▸ REQUIRED ACTION: Show each line of the data below that has the string "white" in it.

▸ Saved entries:
%%

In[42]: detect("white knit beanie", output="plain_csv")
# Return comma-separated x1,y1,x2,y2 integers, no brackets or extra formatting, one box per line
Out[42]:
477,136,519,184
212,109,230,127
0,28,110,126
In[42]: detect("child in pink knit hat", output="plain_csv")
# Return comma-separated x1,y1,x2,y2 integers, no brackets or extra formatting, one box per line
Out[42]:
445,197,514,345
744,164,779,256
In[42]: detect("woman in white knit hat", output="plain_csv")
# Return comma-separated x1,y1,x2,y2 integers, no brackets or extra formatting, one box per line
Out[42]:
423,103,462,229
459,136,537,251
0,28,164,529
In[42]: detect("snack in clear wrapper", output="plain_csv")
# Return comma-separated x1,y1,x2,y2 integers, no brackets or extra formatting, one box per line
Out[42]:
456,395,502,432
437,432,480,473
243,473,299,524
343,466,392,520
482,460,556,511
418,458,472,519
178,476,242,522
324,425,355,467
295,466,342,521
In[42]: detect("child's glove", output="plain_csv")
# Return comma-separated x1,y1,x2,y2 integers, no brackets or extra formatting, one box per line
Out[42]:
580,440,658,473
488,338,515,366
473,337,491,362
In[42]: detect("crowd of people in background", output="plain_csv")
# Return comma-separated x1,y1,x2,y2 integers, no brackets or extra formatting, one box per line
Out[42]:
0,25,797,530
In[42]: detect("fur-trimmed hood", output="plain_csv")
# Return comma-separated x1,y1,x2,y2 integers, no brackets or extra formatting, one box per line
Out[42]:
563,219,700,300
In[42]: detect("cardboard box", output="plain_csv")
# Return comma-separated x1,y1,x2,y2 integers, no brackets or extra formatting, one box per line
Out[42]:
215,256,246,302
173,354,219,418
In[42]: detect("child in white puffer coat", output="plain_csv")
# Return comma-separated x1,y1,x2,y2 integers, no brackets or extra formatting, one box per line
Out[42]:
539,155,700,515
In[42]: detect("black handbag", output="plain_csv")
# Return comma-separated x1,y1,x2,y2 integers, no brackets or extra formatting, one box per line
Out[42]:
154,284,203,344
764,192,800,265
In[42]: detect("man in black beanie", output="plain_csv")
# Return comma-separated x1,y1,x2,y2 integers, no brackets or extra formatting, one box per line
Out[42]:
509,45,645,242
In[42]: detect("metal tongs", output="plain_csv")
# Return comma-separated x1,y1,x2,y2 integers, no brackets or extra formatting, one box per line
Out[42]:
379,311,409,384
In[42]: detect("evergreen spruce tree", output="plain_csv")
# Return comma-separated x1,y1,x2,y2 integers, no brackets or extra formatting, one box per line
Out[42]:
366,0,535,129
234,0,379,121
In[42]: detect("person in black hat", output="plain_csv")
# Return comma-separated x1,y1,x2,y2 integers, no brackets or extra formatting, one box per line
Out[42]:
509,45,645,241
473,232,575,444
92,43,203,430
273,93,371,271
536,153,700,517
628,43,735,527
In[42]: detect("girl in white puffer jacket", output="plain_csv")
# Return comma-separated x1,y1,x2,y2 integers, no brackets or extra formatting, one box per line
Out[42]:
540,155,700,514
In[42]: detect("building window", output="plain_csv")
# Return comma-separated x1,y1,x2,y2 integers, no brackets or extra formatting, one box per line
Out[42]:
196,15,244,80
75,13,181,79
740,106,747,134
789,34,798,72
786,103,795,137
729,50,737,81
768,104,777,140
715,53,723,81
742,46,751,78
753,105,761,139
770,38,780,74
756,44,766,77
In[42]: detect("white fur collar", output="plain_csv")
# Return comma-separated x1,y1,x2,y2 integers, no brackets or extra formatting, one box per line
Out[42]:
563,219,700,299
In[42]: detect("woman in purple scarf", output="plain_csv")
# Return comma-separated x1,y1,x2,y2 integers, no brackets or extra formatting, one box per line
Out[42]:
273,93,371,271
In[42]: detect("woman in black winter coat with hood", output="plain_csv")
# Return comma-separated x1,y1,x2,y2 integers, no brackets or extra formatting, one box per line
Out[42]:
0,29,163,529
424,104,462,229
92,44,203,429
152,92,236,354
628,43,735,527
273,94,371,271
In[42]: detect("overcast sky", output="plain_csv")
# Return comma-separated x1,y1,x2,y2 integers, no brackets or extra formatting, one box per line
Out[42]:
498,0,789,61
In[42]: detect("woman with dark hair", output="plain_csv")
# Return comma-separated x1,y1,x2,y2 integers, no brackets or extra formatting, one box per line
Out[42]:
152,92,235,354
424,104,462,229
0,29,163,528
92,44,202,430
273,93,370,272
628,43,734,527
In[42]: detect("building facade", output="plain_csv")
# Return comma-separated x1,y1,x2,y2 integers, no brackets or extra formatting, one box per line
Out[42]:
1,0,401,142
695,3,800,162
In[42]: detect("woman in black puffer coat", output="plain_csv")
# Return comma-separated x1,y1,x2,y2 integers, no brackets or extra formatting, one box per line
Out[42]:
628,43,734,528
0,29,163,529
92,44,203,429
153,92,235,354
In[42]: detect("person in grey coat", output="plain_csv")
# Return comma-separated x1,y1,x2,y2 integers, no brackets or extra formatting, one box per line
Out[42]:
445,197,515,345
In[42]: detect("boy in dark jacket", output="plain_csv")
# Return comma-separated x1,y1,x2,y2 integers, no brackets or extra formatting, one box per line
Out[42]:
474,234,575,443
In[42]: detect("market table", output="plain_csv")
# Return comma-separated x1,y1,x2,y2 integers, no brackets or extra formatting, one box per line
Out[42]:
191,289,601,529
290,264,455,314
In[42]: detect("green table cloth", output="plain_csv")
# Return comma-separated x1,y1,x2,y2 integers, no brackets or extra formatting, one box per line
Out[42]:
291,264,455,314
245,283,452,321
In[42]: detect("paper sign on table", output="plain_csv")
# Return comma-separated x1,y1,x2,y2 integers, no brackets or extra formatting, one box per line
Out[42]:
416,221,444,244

%%

▸ RESPONSE TO THIS TASK:
In[42]: detect("white knit beanie", output="plain_csv")
In[42]: detect("woman in white knit hat", output="plain_csv")
In[42]: detect("child in white puffer coat", output="plain_csv")
In[42]: detect("girl in white puffer jacket", output="plain_csv")
In[42]: detect("white fur collar", output="plain_csv")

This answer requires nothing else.